Menschen mit Behinderung oft von Armut bedroht

Viele Menschen mit Behinderung haben ihre Einschränkung im Leben
akzeptiert. Aber was viele nicht akzeptieren wollen: Dass sie deshalb
stärker von Armut und Arbeitslosigkeit betroffen sind.

Berlin (dpa) - Millionen Menschen mit Behinderung sind in Deutschland
von Armut bedroht, Hunderttausende sind arbeitslos - und die
Corona-Pandemie hat das Problem verschärft. Zum Tag der Menschen mit
Behinderungen an diesem Donnerstag werden Forderungen an die
Bundesregierung lauter, mehr für die Betroffenen zu tun. Abgebaut
werden müssten Hürden für den Arbeitsmarkt.

Der Bundesbeauftragte für Belange von Menschen mit Behinderungen,
Jürgen Dusel, warf der Bundesregierung am Mittwoch indirekt Nichtstun
bei dem Problem vor. Er forderte, «dass sie das Problem nicht nur
erkennt, sondern auch mutig und rasch handelt». Politik für Menschen
mit Behinderungen ist bei Arbeitsminister Hubertus Heil (SPD)
angesiedelt. Dusel hat in der Regierung unter anderem die Aufgabe,
Rechtsänderungen anzuregen. Er kann aber nichts vorschreiben. Dusel
ist selbst von Geburt an stark sehbehindert.

«Menschen mit Behinderungen sind in der Corona-Pandemie stärker von
Arbeitslosigkeit betroffen als Menschen ohne Behinderungen», sagte
Dusel der Deutschen Presse-Agentur. Dusel wies auf die
Ausgleichsabgabe für Unternehmen hin, die keinen Arbeitnehmer mit
Schwerbehinderung beschäftigen. Die Bundesregierung müsse die
Ausgleichsabgabe erhöhen, forderte er. Bei dieser Abgabe müssen
Arbeitgeber etwas bezahlen, wenn sie eine vorgeschriebene Zahl von
schwerbehinderten Menschen nicht beschäftigen.

Die arbeitsmarktpolitische Sprecherin der Linksfraktion, Sabine
Zimmermann, sagte der dpa, es müsse endlich etwas Wirksames gegen die
Benachteiligung von Menschen mit Behinderungen am Arbeitsmarkt getan
werden. «Arbeitslosigkeit ist der Hauptgrund für Armut.»

Die IG Metall forderte die Unternehmen auf, mindestens ihre
gesetzliche Beschäftigungsquote von fünf Prozent für Menschen mit
Behinderung zu erfüllen. «Bundesweit liegt diese Quote im Schnitt
derzeit bei 4,6 Prozent, in der Privatwirtschaft nur bei 4,1
Prozent», sagte Vorstandsmitglied Hans-Jürgen Urban der dpa. «Das
unterstreicht, wie weit wir noch von einer inklusiven Arbeitswelt
entfernt sind.»

→ Bereitgestelltes Material:
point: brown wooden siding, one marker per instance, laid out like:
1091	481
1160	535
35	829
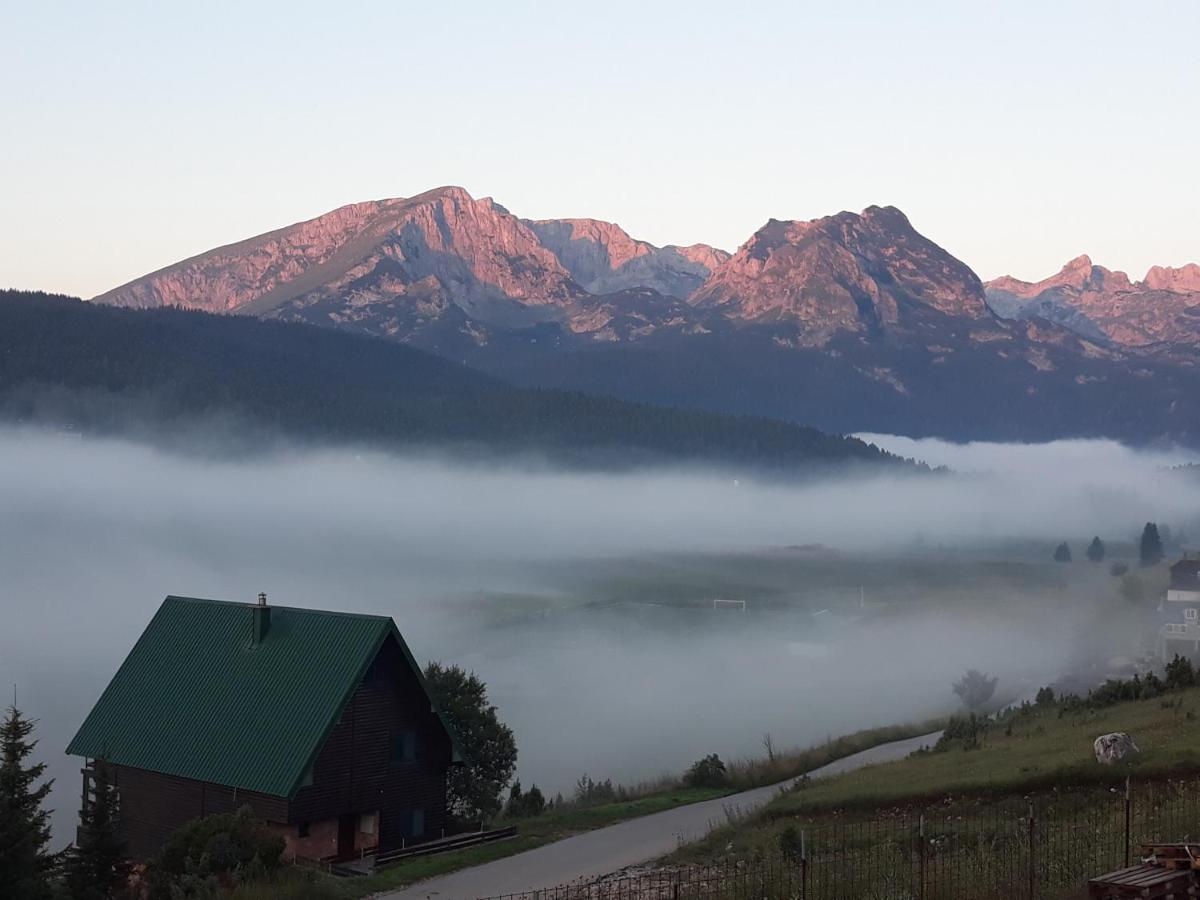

→ Aufgabe: Schreibe den Bericht über Armut und Arbeitslosigkeit bei Menschen mit Behinderung im Anschluss an seinen letzten Satz weiter.

→ Lösung:
Nach einer aktuellen Studie der Aktion Mensch und des Handelsblatt
Research Institutes lag die Anzahl der arbeitslosen Menschen mit
Schwerbehinderung in Deutschland im Oktober um rund 13 Prozent höher
als im Vorjahresmonat. Insgesamt waren im vergangenen Jahr 10,9
Prozent der Menschen mit schwerer Behinderung arbeitslos. Es waren
dagegen nur 6,2 Prozent der Menschen insgesamt.

Auch von Armutsgefährdung sind Menschen mit Behinderungen deutlich
stärker betroffen. So hatten zuletzt von den 12,8 Millionen Menschen
mit Beeinträchtigungen 18 Prozent ein Einkommen unterhalb der
Armutsrisikoschwelle. Das waren rund 2,3 Millionen Menschen in
Deutschland. Von den Menschen ohne Beeinträchtigungen waren es 15
Prozent. Diese Zahlen, die Zimmermann bei der Bundesregierung erfragt
hatte, stammen aus dem Jahr 2017. Neue gibt es demnach nicht.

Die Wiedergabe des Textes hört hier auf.